WHAT YOU ARE ASKED TO DO: Everything from the line that holds "Expected: for each instance of the fingernail" through the end of the data below should be output exactly, both ends included.

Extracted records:
--------------------------------------------------

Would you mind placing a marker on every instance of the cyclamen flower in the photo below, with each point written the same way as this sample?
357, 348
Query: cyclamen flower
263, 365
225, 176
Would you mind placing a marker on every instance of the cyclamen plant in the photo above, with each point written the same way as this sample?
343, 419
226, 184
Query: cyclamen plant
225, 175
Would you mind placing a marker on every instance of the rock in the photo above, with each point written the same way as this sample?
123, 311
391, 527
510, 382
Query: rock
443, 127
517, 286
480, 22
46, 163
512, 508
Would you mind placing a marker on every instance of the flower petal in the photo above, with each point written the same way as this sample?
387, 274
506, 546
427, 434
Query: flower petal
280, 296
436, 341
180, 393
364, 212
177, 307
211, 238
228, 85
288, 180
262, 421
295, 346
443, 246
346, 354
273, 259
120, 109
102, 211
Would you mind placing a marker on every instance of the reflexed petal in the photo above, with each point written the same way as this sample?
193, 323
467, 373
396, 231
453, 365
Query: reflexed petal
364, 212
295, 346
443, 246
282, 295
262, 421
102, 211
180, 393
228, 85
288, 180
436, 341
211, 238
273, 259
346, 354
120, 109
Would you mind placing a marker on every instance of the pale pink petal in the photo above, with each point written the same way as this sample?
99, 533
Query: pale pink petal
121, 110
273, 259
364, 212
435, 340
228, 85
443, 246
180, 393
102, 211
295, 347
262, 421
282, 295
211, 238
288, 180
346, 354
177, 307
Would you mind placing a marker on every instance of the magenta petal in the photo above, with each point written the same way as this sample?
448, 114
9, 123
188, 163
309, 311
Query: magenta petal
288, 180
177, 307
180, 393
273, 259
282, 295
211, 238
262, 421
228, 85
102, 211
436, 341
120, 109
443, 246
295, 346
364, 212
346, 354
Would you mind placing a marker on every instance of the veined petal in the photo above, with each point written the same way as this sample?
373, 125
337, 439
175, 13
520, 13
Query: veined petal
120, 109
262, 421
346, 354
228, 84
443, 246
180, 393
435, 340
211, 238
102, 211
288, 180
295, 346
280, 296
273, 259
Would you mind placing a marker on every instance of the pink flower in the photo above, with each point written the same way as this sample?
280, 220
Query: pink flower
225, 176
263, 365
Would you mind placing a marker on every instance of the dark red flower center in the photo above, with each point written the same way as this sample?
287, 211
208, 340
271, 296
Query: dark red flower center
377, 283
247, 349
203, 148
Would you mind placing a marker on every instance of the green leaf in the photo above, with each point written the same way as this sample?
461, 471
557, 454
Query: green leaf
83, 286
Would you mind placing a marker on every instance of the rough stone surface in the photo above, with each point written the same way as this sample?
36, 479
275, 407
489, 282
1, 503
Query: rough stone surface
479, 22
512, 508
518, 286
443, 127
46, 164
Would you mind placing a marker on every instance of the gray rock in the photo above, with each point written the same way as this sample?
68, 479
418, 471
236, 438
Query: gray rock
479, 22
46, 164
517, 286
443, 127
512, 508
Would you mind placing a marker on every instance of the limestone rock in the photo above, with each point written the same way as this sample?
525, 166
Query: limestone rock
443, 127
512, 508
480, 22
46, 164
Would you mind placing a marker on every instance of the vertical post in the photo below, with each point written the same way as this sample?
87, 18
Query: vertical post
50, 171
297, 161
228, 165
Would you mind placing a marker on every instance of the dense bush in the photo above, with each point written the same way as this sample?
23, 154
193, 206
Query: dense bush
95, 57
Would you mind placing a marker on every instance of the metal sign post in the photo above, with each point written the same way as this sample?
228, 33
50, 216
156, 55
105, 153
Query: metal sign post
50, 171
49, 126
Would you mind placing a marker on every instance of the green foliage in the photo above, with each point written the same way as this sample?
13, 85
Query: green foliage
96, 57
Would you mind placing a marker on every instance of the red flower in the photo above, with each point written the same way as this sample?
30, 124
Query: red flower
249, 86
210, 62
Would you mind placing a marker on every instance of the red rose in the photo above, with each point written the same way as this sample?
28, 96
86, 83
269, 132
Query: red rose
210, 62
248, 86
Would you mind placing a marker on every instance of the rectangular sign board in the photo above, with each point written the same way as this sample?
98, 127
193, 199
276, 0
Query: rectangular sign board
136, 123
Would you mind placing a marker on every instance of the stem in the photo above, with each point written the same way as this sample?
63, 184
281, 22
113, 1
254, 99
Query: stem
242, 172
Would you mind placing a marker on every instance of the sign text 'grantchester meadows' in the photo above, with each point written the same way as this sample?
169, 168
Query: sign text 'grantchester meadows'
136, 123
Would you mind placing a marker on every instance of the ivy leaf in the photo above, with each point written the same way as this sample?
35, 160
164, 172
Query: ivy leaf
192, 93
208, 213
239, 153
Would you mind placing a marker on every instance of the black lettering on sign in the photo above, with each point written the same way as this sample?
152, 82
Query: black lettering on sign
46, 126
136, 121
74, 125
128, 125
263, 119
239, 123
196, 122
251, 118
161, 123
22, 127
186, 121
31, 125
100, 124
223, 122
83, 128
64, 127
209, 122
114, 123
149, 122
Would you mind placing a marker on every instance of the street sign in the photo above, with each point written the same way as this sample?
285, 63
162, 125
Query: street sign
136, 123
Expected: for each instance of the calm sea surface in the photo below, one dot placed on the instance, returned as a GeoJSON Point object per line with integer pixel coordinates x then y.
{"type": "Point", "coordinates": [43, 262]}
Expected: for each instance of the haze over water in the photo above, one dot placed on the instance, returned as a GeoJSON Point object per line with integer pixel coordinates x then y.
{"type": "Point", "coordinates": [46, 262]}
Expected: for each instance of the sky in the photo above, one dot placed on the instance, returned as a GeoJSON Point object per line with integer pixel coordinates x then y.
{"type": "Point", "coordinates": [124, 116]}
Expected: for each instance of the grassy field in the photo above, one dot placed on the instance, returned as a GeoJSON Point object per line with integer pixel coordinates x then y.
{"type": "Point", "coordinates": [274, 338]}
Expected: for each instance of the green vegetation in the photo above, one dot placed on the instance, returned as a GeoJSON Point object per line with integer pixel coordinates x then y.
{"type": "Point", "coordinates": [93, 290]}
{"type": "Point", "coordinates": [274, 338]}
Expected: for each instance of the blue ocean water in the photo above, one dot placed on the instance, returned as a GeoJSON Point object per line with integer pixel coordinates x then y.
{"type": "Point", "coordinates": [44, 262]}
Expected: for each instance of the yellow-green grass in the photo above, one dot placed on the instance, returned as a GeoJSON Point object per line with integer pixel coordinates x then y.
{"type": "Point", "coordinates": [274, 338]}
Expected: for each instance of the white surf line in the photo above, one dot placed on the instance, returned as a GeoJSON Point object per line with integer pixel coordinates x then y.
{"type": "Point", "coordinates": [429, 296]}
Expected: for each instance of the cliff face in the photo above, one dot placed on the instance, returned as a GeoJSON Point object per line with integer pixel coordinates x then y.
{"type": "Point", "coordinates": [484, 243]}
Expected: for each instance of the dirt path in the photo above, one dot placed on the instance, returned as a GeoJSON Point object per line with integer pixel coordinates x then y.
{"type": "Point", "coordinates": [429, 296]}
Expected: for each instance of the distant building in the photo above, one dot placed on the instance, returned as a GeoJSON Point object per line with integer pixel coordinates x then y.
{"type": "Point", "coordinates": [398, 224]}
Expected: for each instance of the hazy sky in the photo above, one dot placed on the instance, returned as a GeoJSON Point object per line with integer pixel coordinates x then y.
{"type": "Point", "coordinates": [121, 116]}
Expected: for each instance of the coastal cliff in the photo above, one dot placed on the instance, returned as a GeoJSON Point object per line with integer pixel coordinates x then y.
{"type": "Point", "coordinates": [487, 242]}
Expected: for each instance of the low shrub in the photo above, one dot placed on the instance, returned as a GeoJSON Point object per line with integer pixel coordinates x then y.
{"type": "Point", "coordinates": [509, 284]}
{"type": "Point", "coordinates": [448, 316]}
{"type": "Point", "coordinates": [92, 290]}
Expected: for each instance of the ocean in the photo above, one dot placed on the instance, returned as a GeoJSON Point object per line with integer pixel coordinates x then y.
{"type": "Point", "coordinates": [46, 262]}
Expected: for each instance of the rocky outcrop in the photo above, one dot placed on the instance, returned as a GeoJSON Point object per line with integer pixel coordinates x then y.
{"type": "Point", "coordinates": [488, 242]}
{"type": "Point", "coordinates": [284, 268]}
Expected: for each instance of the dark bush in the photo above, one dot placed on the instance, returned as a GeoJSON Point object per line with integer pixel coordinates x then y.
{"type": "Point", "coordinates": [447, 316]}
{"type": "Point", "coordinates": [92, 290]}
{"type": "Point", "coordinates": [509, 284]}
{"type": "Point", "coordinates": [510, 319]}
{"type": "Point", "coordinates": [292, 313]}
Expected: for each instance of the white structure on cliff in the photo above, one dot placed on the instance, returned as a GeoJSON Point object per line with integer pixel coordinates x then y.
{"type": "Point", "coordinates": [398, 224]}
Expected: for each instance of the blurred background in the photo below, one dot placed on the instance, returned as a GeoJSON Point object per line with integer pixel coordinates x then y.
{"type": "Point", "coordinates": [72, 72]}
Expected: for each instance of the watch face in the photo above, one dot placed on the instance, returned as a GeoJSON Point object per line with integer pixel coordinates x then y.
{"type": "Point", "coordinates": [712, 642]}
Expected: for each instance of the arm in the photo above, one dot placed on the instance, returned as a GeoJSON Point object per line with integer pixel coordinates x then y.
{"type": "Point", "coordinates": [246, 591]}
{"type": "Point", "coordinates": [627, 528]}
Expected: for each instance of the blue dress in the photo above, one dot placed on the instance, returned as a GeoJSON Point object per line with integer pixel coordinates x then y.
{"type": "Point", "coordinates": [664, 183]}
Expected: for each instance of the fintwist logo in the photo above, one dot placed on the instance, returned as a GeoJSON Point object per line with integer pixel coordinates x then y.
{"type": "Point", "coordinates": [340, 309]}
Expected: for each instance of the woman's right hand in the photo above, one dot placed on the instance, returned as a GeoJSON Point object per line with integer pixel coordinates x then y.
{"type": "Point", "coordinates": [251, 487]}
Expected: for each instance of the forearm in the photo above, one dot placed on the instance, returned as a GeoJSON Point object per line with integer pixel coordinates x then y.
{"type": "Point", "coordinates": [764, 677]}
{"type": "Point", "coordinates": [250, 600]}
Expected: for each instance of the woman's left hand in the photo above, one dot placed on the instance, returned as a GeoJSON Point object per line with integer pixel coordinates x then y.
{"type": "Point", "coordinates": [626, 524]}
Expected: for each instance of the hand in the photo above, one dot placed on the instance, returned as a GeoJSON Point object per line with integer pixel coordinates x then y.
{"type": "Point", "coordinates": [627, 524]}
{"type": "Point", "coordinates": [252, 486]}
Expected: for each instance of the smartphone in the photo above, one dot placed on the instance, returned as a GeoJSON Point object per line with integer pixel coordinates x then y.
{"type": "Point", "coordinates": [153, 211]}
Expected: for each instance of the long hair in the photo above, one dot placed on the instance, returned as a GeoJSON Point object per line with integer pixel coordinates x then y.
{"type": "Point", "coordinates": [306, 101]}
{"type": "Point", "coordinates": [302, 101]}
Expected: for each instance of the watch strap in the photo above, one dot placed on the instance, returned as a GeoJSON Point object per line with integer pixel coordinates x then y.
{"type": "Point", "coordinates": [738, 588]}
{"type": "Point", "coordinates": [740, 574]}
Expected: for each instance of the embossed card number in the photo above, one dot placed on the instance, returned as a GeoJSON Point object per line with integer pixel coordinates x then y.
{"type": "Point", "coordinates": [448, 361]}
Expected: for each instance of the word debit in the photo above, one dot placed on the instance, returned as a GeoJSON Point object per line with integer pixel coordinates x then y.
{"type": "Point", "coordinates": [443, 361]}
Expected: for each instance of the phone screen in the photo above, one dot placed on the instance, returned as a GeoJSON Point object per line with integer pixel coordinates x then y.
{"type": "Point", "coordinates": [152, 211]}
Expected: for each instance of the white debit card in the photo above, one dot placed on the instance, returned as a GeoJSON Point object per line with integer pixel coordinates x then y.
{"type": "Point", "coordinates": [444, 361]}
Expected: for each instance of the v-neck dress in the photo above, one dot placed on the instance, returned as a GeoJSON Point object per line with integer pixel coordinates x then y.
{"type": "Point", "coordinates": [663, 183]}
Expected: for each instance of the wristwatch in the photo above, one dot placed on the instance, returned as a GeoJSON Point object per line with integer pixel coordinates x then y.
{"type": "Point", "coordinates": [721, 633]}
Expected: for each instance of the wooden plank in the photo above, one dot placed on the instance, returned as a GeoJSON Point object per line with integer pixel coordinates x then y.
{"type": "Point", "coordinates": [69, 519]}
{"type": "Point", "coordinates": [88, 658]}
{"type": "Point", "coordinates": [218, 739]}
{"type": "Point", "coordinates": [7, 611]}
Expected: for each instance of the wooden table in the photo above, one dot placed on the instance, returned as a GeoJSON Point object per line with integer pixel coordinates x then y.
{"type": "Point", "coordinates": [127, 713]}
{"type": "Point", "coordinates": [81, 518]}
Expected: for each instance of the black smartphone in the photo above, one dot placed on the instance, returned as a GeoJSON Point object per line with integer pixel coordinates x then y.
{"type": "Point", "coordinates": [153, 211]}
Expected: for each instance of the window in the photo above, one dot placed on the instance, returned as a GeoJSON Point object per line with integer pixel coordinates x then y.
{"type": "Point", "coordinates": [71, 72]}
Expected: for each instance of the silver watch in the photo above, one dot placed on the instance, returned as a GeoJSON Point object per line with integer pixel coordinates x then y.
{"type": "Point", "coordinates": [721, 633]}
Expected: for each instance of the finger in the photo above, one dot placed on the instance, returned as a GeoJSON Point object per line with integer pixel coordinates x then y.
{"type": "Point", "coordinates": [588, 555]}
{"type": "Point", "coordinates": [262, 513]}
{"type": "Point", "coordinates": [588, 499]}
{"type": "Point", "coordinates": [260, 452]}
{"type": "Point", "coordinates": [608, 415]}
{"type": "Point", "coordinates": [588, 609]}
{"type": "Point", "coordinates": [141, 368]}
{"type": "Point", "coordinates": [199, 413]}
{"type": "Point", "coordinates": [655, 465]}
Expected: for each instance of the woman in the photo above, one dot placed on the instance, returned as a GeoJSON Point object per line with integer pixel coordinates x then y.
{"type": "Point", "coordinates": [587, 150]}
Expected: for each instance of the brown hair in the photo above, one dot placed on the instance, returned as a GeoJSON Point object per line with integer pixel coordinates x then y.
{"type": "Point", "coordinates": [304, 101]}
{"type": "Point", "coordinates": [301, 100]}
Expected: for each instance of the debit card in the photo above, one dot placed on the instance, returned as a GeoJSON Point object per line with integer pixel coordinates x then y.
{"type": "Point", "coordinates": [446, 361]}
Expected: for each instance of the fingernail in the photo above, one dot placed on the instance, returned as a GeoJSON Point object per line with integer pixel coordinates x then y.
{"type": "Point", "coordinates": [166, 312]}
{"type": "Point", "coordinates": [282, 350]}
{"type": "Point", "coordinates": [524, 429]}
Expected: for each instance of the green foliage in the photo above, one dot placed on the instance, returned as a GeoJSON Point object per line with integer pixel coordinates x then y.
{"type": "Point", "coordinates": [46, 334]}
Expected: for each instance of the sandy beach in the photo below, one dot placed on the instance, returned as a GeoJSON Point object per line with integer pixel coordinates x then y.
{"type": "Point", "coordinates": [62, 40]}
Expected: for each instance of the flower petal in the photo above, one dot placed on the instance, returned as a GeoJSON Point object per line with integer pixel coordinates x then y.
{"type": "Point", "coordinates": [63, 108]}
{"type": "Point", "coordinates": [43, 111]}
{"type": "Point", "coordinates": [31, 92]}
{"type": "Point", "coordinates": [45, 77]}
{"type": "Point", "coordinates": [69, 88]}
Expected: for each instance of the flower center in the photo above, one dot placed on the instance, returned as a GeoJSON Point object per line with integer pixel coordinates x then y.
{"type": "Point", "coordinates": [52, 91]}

--------------------------------------------------

ANSWER TO THIS TASK:
Expected: for each instance of the fingernail in the photo above, one dot placed on the instance, returned as a GeoJSON Point object per line with integer pixel coordinates x then y.
{"type": "Point", "coordinates": [166, 312]}
{"type": "Point", "coordinates": [282, 350]}
{"type": "Point", "coordinates": [524, 429]}
Expected: for each instance of the green foliage in the photo above, one dot placed on the instance, returned as a GeoJSON Point object per line with integer pixel coordinates x then y.
{"type": "Point", "coordinates": [46, 334]}
Expected: for each instance of the sandy beach in the photo below, one dot placed on the instance, returned as a GeoJSON Point object per line with integer pixel coordinates x then y.
{"type": "Point", "coordinates": [62, 40]}
Expected: for each instance of the flower petal in the photo above, one dot placed on the instance, returned as a GeoJSON Point object per line with integer pixel coordinates x then y.
{"type": "Point", "coordinates": [63, 108]}
{"type": "Point", "coordinates": [43, 111]}
{"type": "Point", "coordinates": [31, 92]}
{"type": "Point", "coordinates": [45, 77]}
{"type": "Point", "coordinates": [69, 88]}
Expected: for each instance of the flower center in the photo above, one dot placed on the instance, returned as a GeoJSON Point object per line with integer pixel coordinates x then y.
{"type": "Point", "coordinates": [52, 91]}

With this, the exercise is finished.